— start RECORDS FOR THE EXERCISE —
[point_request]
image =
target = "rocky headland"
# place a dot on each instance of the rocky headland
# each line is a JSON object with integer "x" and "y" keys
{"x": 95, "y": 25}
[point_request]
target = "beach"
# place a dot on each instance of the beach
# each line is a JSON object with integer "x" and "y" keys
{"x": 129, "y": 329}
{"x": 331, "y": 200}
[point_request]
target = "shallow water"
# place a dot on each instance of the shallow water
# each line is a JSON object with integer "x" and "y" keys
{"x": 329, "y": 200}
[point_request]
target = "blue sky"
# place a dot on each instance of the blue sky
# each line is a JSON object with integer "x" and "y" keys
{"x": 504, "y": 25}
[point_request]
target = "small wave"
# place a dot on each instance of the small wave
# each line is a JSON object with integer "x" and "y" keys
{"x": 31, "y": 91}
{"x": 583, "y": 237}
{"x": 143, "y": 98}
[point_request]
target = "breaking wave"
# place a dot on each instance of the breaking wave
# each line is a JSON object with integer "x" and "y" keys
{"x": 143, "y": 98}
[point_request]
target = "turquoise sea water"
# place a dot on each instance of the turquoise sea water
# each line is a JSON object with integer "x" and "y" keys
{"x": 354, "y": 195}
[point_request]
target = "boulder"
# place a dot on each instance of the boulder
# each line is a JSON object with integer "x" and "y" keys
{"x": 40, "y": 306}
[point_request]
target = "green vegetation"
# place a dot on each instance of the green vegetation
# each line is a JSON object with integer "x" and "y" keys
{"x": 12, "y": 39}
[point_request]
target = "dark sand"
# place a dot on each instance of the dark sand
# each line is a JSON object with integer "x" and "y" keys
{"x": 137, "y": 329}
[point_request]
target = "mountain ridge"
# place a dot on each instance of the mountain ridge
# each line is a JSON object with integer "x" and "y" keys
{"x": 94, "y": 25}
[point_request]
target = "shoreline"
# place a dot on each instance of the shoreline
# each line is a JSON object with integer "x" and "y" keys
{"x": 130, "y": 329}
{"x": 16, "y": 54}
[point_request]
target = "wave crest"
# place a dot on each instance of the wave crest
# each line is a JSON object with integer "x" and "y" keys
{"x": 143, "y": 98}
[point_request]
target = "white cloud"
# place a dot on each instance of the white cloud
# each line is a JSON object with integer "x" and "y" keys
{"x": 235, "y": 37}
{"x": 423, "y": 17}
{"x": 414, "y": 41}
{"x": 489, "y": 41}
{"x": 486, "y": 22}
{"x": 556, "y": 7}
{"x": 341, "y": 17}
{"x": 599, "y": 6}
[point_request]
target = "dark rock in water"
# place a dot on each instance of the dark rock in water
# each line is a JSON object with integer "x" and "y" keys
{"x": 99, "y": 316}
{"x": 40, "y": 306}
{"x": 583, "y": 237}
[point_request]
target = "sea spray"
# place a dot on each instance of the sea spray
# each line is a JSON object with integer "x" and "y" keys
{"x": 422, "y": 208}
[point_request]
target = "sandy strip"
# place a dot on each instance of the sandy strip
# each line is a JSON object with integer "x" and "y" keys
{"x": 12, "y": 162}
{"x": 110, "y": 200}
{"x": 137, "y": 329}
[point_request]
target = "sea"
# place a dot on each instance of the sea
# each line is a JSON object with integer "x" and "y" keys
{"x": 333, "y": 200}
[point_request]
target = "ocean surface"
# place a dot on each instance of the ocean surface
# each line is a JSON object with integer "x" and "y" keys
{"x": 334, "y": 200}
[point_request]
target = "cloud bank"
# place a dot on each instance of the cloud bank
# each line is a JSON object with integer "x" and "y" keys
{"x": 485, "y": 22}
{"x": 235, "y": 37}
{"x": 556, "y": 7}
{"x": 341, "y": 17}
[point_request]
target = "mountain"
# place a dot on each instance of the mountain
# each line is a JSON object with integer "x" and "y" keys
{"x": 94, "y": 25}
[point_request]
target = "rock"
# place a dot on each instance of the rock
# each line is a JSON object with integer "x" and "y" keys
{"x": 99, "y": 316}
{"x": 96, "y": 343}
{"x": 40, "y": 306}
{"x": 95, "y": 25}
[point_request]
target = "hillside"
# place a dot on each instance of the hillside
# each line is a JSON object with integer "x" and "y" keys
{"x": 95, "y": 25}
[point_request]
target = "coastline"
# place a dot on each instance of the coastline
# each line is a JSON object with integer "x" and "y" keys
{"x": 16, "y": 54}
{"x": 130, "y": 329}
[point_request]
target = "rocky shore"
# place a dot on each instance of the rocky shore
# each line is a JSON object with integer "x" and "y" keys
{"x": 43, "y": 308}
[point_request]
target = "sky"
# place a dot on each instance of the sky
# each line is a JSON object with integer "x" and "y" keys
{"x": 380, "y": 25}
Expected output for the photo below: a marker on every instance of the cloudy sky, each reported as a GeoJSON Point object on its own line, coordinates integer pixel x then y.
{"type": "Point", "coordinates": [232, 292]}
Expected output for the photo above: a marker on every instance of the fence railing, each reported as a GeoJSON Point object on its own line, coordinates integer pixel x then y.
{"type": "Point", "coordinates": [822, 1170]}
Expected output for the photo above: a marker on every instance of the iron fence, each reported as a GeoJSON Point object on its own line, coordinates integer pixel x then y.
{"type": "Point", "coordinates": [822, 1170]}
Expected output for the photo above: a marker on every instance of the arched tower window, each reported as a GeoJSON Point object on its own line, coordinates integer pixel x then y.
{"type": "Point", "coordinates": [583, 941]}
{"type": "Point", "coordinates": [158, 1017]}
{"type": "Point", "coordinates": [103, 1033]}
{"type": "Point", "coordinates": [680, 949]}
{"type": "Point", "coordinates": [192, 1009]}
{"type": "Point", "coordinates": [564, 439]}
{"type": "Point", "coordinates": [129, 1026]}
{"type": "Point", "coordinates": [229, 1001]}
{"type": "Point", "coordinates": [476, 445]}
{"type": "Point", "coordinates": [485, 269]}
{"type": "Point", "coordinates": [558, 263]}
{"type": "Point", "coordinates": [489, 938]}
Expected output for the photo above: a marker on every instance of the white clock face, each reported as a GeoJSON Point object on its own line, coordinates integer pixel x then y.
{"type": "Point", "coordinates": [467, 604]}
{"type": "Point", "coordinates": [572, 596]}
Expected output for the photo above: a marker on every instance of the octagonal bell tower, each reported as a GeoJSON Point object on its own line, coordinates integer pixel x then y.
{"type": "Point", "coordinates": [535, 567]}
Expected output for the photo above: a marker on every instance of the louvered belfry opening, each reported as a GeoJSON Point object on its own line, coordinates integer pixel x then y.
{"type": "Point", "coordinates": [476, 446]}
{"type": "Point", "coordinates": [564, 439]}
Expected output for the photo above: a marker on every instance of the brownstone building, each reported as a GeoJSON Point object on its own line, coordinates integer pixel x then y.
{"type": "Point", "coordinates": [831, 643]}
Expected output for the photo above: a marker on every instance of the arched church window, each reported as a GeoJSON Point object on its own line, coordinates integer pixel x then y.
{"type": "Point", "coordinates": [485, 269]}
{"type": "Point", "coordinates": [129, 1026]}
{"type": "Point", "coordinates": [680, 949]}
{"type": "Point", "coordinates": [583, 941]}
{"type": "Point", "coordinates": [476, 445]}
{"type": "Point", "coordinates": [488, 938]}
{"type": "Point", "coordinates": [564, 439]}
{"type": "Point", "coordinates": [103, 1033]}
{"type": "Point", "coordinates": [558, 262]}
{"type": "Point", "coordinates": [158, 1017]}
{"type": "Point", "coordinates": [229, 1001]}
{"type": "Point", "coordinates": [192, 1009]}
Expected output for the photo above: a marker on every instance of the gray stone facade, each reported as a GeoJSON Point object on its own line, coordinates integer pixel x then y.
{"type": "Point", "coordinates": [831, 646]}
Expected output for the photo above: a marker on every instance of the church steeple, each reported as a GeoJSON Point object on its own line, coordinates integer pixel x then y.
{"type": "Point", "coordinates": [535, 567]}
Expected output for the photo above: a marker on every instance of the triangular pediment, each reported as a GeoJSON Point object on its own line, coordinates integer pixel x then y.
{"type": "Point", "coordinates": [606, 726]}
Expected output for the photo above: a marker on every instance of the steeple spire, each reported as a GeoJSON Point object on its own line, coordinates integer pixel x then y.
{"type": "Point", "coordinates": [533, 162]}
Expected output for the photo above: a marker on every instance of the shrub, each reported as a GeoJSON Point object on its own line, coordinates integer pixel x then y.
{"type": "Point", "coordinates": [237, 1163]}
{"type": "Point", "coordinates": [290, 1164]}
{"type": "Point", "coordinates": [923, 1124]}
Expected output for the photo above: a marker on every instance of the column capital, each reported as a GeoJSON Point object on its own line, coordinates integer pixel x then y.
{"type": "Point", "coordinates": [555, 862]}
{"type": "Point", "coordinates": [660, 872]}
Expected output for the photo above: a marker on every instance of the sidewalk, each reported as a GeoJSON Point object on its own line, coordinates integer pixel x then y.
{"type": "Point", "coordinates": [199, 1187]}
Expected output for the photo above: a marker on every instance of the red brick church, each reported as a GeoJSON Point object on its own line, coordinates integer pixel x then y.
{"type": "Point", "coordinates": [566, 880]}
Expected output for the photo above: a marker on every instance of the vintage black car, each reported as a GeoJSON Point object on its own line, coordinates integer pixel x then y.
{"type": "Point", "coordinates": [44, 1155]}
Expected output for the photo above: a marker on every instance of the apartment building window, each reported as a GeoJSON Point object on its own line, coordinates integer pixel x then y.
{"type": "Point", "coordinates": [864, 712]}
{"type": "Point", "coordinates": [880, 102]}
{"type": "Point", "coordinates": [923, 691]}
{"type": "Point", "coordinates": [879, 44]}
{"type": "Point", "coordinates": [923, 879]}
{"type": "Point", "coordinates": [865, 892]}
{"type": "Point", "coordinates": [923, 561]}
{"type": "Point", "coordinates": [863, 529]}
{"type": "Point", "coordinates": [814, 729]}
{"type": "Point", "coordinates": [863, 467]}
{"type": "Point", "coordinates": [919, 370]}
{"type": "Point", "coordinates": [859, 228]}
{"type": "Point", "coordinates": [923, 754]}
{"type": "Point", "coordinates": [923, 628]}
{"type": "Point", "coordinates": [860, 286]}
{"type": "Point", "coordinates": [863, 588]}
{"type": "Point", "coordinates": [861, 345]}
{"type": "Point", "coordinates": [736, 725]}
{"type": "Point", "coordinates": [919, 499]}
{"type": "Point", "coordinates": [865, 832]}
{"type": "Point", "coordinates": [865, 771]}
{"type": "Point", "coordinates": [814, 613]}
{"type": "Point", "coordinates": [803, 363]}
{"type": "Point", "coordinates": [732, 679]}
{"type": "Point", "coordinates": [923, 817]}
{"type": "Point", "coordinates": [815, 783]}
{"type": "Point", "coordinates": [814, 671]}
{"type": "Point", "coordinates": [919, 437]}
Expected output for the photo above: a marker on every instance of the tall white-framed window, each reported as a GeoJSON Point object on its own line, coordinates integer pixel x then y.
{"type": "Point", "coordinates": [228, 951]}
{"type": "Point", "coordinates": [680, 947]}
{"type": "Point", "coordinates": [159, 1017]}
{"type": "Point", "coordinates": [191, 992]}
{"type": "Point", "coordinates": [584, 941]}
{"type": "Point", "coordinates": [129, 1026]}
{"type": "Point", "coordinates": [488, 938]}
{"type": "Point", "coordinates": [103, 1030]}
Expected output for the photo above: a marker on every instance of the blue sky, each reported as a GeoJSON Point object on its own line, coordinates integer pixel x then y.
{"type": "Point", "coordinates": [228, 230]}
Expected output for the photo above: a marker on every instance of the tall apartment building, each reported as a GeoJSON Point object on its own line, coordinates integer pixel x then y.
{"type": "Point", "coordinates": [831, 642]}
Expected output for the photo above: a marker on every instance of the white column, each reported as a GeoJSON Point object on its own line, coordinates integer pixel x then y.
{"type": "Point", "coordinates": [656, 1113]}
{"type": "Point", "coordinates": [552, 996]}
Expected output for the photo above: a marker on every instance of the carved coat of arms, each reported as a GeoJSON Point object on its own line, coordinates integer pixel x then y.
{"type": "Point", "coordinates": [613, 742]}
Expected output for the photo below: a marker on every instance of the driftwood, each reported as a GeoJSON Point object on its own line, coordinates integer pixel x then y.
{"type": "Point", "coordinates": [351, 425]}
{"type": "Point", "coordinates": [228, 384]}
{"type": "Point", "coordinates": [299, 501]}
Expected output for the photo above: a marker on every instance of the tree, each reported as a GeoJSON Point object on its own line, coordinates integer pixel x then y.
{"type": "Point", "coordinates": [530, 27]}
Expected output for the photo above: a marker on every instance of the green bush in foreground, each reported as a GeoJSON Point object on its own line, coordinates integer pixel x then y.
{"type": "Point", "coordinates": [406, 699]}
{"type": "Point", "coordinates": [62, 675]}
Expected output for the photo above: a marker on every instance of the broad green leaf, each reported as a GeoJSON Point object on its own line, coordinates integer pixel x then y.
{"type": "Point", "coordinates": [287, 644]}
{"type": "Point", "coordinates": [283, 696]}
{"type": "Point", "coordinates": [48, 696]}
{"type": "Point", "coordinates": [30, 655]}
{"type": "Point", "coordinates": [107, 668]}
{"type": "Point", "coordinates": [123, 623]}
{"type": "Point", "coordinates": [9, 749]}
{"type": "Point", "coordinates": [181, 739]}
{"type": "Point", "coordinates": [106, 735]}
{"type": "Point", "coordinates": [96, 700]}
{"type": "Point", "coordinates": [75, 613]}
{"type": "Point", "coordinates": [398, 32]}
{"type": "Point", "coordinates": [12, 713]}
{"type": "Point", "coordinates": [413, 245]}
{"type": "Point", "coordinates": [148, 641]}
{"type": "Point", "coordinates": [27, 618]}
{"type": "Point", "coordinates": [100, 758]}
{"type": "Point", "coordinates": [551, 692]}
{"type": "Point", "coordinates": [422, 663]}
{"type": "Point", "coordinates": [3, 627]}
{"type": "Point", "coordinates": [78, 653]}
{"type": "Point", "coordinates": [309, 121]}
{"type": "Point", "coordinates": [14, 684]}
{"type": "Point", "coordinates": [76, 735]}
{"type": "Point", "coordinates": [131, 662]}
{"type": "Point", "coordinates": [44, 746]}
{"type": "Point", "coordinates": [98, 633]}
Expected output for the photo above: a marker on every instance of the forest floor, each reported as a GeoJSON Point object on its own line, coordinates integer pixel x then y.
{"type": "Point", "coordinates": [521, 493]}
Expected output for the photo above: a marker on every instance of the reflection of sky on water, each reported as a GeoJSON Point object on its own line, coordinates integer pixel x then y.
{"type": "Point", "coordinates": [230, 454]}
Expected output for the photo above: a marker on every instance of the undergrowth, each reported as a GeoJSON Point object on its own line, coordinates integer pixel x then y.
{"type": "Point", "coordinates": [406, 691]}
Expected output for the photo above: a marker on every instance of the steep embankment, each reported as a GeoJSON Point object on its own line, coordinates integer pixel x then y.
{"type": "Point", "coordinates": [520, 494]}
— end RECORDS FOR THE EXERCISE —
Begin with the line that contains "of the forest" and end with the last line of the records; set down every line in that span exactly, and nothing else.

• RESULT:
Expected output for the photo above: a marker on every instance of the forest floor, each reported as a GeoJSON Point object on its own line, coordinates integer pixel x then y.
{"type": "Point", "coordinates": [521, 493]}
Expected output for the photo above: a marker on every instance of the reflection of sky on water, each reported as a GeoJSON Point object on its own line, coordinates integer pixel x then y.
{"type": "Point", "coordinates": [230, 454]}
Expected output for the photo above: a marker on every instance of the undergrowth, each reported as a GeoJSON Point object on its own line, coordinates integer pixel x then y.
{"type": "Point", "coordinates": [406, 691]}
Expected output for the photo above: a marker on every instance of the steep embankment, each reported as a GeoJSON Point object on its own line, coordinates integer pixel x then y.
{"type": "Point", "coordinates": [520, 494]}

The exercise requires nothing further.